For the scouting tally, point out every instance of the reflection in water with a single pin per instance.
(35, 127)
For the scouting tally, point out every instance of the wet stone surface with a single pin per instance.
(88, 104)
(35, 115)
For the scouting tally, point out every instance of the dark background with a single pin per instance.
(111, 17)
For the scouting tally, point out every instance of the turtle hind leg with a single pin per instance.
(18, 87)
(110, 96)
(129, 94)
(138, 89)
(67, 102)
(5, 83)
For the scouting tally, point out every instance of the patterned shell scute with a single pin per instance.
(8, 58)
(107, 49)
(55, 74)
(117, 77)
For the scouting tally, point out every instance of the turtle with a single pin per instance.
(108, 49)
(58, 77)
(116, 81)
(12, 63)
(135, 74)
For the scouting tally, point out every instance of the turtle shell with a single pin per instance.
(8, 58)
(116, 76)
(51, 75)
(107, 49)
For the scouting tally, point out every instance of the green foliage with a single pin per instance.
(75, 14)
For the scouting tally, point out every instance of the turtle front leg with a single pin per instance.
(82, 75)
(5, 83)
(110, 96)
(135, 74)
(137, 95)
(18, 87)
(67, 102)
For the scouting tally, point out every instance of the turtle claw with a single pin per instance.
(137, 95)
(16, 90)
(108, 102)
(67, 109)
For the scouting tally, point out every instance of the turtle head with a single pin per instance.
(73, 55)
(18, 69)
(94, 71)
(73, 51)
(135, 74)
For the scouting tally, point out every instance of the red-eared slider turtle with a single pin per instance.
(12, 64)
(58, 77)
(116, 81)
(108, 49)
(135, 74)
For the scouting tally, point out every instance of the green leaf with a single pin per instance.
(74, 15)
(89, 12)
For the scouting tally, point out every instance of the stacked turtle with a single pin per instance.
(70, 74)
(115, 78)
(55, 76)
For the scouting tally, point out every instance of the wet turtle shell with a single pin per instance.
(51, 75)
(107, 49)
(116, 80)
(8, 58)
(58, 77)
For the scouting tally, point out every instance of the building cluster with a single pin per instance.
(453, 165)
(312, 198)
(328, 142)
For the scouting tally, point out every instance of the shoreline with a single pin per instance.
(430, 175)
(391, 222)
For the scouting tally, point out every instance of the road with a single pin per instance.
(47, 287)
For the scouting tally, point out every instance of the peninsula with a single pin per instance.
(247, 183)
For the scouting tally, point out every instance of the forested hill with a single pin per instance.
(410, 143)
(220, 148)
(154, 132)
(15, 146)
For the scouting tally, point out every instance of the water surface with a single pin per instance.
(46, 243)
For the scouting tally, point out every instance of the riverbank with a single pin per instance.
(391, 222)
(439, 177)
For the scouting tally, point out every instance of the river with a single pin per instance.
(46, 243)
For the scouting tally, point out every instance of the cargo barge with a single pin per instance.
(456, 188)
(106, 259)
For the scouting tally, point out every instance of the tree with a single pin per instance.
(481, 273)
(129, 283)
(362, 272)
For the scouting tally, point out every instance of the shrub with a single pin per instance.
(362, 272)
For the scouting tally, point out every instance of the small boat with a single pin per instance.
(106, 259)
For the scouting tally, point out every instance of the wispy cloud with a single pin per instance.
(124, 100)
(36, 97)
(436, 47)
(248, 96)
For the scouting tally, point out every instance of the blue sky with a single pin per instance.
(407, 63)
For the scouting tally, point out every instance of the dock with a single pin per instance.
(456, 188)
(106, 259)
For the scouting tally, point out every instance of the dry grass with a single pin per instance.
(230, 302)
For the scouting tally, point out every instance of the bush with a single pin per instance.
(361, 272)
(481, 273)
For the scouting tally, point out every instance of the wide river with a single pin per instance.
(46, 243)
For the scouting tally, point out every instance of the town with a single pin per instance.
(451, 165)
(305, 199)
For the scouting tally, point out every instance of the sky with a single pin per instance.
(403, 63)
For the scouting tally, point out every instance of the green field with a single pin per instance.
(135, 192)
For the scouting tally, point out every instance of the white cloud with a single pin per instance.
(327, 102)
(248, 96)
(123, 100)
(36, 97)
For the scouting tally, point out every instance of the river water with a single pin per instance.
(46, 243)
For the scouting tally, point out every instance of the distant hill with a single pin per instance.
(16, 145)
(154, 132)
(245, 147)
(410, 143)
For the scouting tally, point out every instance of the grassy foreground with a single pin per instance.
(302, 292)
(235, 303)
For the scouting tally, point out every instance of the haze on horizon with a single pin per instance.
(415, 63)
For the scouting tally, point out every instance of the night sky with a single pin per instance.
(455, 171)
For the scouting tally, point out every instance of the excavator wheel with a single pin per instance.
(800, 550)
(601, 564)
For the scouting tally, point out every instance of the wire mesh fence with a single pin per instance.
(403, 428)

========================================================================

### What you are asked to do:
Write out all the entries exactly.

### Task response:
For the scouting tally, point out every instance of the reflection in water with a single pin per instance.
(35, 127)
For the scouting tally, point out every instance of the wet stone surface with a single pin per instance.
(88, 104)
(35, 115)
For the scouting tally, point out every instance of the dark background with a single pin per instance.
(111, 17)
For the scouting tally, point out every instance of the turtle hind leg with a single pin per instance.
(18, 87)
(110, 96)
(129, 94)
(138, 89)
(67, 102)
(5, 83)
For the scouting tally, point out every instance of the patterned shell scute with a single pin per instance.
(8, 58)
(107, 49)
(55, 74)
(117, 77)
For the scouting tally, point out every instance of the turtle with a single pin per instance.
(108, 49)
(58, 77)
(116, 81)
(12, 63)
(135, 74)
For the scouting tally, point out every instance of the turtle shell with a single pin per instance.
(8, 58)
(116, 76)
(51, 75)
(107, 49)
For the scouting tally, point out every instance of the green foliage with a single pin per instance.
(75, 14)
For the scouting tally, point out every instance of the turtle front leg with a single pin per instance.
(82, 75)
(5, 83)
(110, 96)
(135, 74)
(137, 95)
(18, 87)
(67, 102)
For the scouting tally, point out every instance of the turtle claw with a single pin per instance.
(137, 95)
(16, 90)
(108, 102)
(67, 109)
For the scouting tally, point out every instance of the turtle head with a single pin per instance.
(73, 55)
(18, 69)
(94, 71)
(73, 51)
(135, 74)
For the scouting tally, point out every instance of the red-eared slider turtle with a single pin per instance.
(12, 64)
(58, 77)
(116, 81)
(108, 49)
(135, 74)
For the scouting tally, point out every instance of the green leaf with a single pin per instance.
(74, 15)
(89, 12)
For the scouting tally, point out every instance of the stacked turtle with a single pin per instance.
(70, 74)
(115, 78)
(55, 76)
For the scouting tally, point out every instance of the wet turtle shell with a single pin per instance.
(51, 75)
(107, 49)
(116, 80)
(8, 58)
(58, 77)
For the scouting tally, point out every instance of the building cluster with a single pin per instance.
(453, 165)
(312, 198)
(328, 142)
For the scouting tally, point out every instance of the shoreline with a single pin per instance.
(430, 175)
(391, 222)
For the scouting tally, point out every instance of the road with a single pin per instance.
(47, 287)
For the scouting tally, point out every instance of the peninsula with a single pin per instance.
(247, 183)
For the scouting tally, point out every instance of the forested hill with a single pin per instance.
(410, 143)
(220, 148)
(154, 132)
(15, 146)
For the scouting tally, point out every instance of the water surface with a single pin per instance.
(46, 243)
For the scouting tally, point out every instance of the riverbank with a single pin per instance.
(391, 222)
(439, 177)
For the scouting tally, point out every instance of the river with a single pin per instance.
(46, 243)
For the scouting tally, point out every instance of the cargo barge with a single pin per instance.
(456, 188)
(106, 259)
For the scouting tally, point out every instance of the tree with a single pin per instance.
(481, 273)
(129, 283)
(362, 272)
For the scouting tally, point out every instance of the shrub with a single pin per instance.
(362, 272)
For the scouting tally, point out every instance of the small boat with a single pin per instance.
(106, 259)
For the scouting tally, point out every instance of the wispy cloud with a single pin per instance.
(124, 100)
(36, 97)
(436, 47)
(248, 96)
For the scouting tally, point out every instance of the blue sky with a single pin per instance.
(407, 63)
For the scouting tally, point out every instance of the dock with a single pin per instance.
(456, 188)
(106, 259)
For the scouting tally, point out every instance of the dry grass with a single pin per instance.
(230, 302)
For the scouting tally, point out every instance of the bush with a single pin per instance.
(361, 272)
(481, 273)
For the scouting tally, point out every instance of the wide river with a single pin per instance.
(46, 243)
For the scouting tally, point out every instance of the town with a single pin per instance.
(451, 165)
(305, 199)
For the scouting tally, point out every instance of the sky with a single pin per instance.
(403, 63)
For the scouting tally, point out every instance of the green field with a single pin per instance.
(135, 192)
For the scouting tally, point out every instance of the white cloud with a single pin per instance.
(327, 102)
(248, 96)
(123, 100)
(36, 97)
For the scouting tally, point out every instance of the river water with a single pin per instance.
(46, 243)
For the scouting tally, point out every instance of the distant hill with a single pin per instance.
(16, 145)
(154, 132)
(245, 147)
(410, 143)
For the scouting tally, point out every instance of the grassy foreground with a single pin per instance.
(302, 292)
(235, 303)
For the scouting tally, point out every instance of the haze on horizon with a single pin per instance.
(415, 63)
For the scouting tally, point out every instance of the night sky with a single pin per instance.
(455, 171)
For the scouting tally, point out every instance of the excavator wheel with a single pin per instance.
(800, 550)
(601, 564)
For the scouting tally, point out every instance of the wire mesh fence with a single pin per instance.
(403, 428)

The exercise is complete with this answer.